GIVEN DATA start

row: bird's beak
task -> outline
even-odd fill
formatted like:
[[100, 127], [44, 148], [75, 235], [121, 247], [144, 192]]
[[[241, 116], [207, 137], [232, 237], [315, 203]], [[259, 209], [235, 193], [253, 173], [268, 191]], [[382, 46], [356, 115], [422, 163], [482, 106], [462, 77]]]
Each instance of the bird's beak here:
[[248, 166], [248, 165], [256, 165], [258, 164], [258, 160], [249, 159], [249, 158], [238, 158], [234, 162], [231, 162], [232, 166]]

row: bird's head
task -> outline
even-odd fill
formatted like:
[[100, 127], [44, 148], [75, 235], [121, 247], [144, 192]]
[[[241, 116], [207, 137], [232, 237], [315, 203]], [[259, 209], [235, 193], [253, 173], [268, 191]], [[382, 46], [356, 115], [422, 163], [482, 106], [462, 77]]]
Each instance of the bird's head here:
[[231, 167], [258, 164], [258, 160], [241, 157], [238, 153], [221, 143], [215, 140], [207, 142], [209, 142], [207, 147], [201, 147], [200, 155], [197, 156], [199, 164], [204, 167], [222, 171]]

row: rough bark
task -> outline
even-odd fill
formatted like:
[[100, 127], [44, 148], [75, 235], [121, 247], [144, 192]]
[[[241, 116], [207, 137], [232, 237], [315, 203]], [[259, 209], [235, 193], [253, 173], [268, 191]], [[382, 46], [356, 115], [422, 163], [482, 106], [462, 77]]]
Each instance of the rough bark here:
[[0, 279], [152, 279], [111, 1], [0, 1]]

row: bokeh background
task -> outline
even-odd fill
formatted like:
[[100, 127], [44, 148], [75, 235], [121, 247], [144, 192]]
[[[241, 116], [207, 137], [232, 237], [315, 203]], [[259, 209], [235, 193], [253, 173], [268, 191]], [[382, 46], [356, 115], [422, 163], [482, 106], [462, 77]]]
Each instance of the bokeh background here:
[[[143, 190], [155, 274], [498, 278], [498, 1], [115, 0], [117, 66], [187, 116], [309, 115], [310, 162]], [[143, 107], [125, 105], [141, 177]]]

GIVEN DATA end

### REQUIRED WORK
Count the lines in the data above that contain the string "bird", treating uppercase and lowercase as different. Reply with the number alone.

### TASK RESULT
4